Ne jamais renoncer à la justice sociale, à l’émancipation.
Dans ce contexte, il appartient à chacun d’entre nous, et surtout à chacun des professionnels de l’éducation à quel niveau qu’il exerce, de discerner dans le kaléidoscope des mesures prises et qui se parent des mythes du « c’était mieux avant », du « bon sens », du « pragmatisme », la vision globale de l’école et plus largement de la société qui ne se dit pas mais se construit sous nos yeux. Il appartient à chacun d’entre nous de ne pas se laisser aller à la facilité de croire à ces mesures, qui ne sont que le camouflage des symptômes d’une école inégalitaire et le retour à une école qui ne souhaite pas tirer l’ensemble de sa jeunesse vers le haut, qui portent une conception de l’école qui a renoncé à l’émanciper. Parce que ce gouvernement prend acte de la société telle qu’elle est et entérine les inégalités sociales, il nous faut renforcer notre esprit critique et celui de nos élèves pour les aider à débusquer les choix mortifères de politiques qui ne travaillent pas pour tous.
Le pire serait en effet que cette régression, inédite dans son ampleur, qui maltraite ceux qui ont une claire conscience des enjeux, se fasse avec l’assentiment des personnels, qui ne voyant dans ce qui est annoncé que des tentatives de solutions à leurs problèmes professionnels réels et quotidiens ou focalisés sur les questions de mise en œuvre et de moyens, méconnaissent le piège qui leur est tendu : celui du renoncement à une justice sociale dont ils seraient sans le vouloir les acteurs. Dans la séquence de communication actuelle où le mensonge le dispute à l’incompétence, il ne faudrait pas que nous restions à la surface des prises de parole officielles. Il ne faudrait pas que les poutres dans les bouches ministérielles cachent la forêt de l’idéologie qui les animent dans la durée depuis 2017. Soyons ensemble bien au clair sur le sens profond de la politique antisociale en cours.

####################

__Travail demandé__:
- a) D'après le texte sur la justice sociale à l'école, depuis quelle année l'idéologie dénoncée anime-t-elle les prises de parole ministérielles ?
- b) Recopiez tout le passage du texte sur la justice sociale à l'école, de « Le pire serait » jusqu'à « antisociale en cours. ».
La liste qui suit n'est pas utile pour ce travail.

Entrées de données extraites
####################

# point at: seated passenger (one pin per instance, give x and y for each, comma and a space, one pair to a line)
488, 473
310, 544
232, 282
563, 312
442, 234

####################

__Corrigé par question__:
- a) Depuis 2017.

- b)
Le pire serait en effet que cette régression, inédite dans son ampleur, qui maltraite ceux qui ont une claire conscience des enjeux, se fasse avec l’assentiment des personnels, qui ne voyant dans ce qui est annoncé que des tentatives de solutions à leurs problèmes professionnels réels et quotidiens ou focalisés sur les questions de mise en œuvre et de moyens, méconnaissent le piège qui leur est tendu : celui du renoncement à une justice sociale dont ils seraient sans le vouloir les acteurs. Dans la séquence de communication actuelle où le mensonge le dispute à l’incompétence, il ne faudrait pas que nous restions à la surface des prises de parole officielles. Il ne faudrait pas que les poutres dans les bouches ministérielles cachent la forêt de l’idéologie qui les animent dans la durée depuis 2017. Soyons ensemble bien au clair sur le sens profond de la politique antisociale en cours.